## [Study questions]
1) In the programs overview, give everything from "Our programs are" down to "and trafficked survivors." again, with "crisis line" updated to "hotline".
2) According to the programs overview, how long do residents of the shelter program stay on average?
3) Pick up the programs overview after its last sentence and continue it.

## [Selected extract]
↓
Programs

Our programs are comprised of direct services for survivors of violence, and community-building programs to engage our constituents to form a powerful movement for peace.

DIRECT SERVICES

Our direct services include our nationally recognized shelter program, language advocacy program, crisis line, case management, and programs in support of underserved communities such as queer Asian survivors and trafficked survivors. 

 

Shelter Program

AWS is dedicated to meeting the urgent needs of survivors of domestic violence and human trafficking. We welcome survivors of all backgrounds though we specialize in the needs of Asian Pacific Islander individuals and families. Our services offer long-term solutions to ending homelessness, poverty and domestic violence with a holistic, survivor-centered approach that strives to be both linguistically and culturally competent.

A resident of AWS is provided with:

Safe, confidential housing Emergency services, including food, clothing and ongoing health services Multilingual support and culturally competent services Intensive case management Individual and group support Coordination of support services such as legal advocacy and assistance, transportation, counseling, training/employment, and mentoring Follow-up services, including resources to establish permanent or transitional housing. The average stay for residents is three months. However, recognizing the overwhelming hardships that survivors often face after leaving domestic violence, including homelessness, poverty, as well as immigration and legal hurdles, we evaluate length of stay on a case by case basis.
↑
(Items from a data source)
↓
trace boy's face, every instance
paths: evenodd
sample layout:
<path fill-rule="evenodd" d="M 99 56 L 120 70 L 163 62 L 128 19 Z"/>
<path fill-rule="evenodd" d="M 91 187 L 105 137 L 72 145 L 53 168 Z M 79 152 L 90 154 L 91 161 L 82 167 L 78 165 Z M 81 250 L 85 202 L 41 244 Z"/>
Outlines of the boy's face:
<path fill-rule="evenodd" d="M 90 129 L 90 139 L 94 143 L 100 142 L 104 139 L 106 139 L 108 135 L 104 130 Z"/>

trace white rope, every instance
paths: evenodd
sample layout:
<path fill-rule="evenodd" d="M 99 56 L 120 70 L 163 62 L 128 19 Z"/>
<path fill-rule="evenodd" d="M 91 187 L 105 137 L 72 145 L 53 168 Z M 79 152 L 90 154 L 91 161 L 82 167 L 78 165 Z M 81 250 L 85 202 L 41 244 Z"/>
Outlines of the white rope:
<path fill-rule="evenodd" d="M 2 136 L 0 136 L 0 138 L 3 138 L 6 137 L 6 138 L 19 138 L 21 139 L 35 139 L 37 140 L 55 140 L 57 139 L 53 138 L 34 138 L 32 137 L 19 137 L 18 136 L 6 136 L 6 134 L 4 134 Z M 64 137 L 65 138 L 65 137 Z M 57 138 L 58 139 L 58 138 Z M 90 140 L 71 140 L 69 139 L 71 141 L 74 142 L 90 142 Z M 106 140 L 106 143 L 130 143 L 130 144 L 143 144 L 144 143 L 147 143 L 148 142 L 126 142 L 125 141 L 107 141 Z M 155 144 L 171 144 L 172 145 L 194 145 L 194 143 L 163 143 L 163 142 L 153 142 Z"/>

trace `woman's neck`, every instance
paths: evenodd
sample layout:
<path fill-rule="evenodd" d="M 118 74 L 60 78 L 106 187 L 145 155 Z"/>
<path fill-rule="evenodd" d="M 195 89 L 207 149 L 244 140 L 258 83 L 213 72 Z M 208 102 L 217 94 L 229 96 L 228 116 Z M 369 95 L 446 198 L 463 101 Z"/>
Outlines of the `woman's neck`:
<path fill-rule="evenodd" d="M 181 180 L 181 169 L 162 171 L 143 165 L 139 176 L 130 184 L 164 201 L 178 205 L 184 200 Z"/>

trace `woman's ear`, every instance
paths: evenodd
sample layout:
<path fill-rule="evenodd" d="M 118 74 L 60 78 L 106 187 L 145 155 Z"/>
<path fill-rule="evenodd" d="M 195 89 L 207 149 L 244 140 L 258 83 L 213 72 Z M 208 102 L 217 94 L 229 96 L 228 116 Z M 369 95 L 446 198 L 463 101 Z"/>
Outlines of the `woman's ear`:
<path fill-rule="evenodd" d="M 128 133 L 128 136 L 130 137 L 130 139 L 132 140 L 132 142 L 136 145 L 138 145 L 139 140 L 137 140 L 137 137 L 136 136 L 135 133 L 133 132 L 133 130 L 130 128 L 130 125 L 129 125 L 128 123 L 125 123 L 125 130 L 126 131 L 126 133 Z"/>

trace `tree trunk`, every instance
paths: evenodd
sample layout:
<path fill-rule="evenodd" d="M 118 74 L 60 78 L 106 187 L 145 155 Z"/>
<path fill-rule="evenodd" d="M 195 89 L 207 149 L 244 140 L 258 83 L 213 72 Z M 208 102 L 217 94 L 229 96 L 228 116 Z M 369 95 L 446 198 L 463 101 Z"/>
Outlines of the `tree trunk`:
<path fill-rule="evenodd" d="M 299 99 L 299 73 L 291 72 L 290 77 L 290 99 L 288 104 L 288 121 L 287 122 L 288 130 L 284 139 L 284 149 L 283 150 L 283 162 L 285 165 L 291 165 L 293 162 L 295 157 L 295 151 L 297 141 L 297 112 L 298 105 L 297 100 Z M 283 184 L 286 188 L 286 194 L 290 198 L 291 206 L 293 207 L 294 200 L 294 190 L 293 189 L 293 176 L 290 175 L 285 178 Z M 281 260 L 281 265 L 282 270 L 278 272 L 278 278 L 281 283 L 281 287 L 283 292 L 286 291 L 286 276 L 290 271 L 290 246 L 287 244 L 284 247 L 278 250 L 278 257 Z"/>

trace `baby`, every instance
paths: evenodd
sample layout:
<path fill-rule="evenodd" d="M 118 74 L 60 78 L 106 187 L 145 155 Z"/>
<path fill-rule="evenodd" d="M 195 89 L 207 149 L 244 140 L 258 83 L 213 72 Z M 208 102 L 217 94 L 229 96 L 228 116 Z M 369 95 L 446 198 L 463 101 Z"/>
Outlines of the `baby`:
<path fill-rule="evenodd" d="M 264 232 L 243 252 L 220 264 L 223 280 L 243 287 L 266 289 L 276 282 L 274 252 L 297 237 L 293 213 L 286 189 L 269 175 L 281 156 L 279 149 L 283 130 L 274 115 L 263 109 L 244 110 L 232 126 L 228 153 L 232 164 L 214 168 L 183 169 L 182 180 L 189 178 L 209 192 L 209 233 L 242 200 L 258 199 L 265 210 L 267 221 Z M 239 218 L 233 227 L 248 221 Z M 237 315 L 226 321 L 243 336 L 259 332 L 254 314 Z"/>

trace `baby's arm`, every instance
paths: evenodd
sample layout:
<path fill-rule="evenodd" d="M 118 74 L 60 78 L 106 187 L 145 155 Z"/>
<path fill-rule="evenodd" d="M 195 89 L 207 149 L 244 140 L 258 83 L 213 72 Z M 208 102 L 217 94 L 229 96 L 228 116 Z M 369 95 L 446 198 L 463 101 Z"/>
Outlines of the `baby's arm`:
↑
## [Answer section]
1)
Our programs are comprised of direct services for survivors of violence, and community-building programs to engage our constituents to form a powerful movement for peace.

DIRECT SERVICES

Our direct services include our nationally recognized shelter program, language advocacy program, hotline, case management, and programs in support of underserved communities such as queer Asian survivors and trafficked survivors.

2) Three months.

3)
Language Access

We provide services in 41 languages, including:

  • Arabic
  • Bengali
  • Burmese
  • Cantonese
  • Chao-Shou
  • Dutch
  • Farsi
  • French
  • Gujarati
  • Hebrew
  • Hindi
  • Hmong
  • Hokkien
  • Illocano
  • Indonesian
  • Japanese
  • Javanese
  • Kannada
  • Khmer
  • Korean
  • Lao
  • Mandarin
  • Malay
  • Mon
  • Mongolian
  • Nepali
  • Portuguese
  • Punjabi
  • Russian
  • Shanghainese
  • Spanish
  • Tagalog
  • Taiwanese
  • Tamil
  • Telugu
  • Thai
  • Tibetan
  • Toisanese
  • Urdu
  • Vietnamese
  • Yeo Chieu

This extensive support is made possible by our nationally recognized Multi-Lingual Access Model (MLAM) Program. AWS recruits bilingual, bicultural women from un-served and underserved communities to become paid language advocates (MLAMs) and facilitate critical services for our clients. Serving as a communication bridge between advocates and residents, they provide emotional support for residents and accompany them to important meetings, such as immigration or medical appointments, court hearings, and legal proceedings. We also provide training to help other organizations across the country replicate this program.

Additionally, AWS is the lead agency for San Francisco's city-wide MLAM program, providing services to seven anti-violence agencies including Asian Pacific Islander Legal Outreach (APILO), Brennan House, Clara House, Gum Moon Women's Residence, Narika, Rosalie House, and WOMAN, Inc.

DV and Trafficking Crisis Line & FGM/C Support Line

AWS has a 24-hour, confidential, toll-free crisis line:

1-877-751-0880

Trained crisis line workers respond to calls and connect callers with language advocates when needed. Callers can get over-the-phone support, safety planning, access to AWS services, and information and referrals.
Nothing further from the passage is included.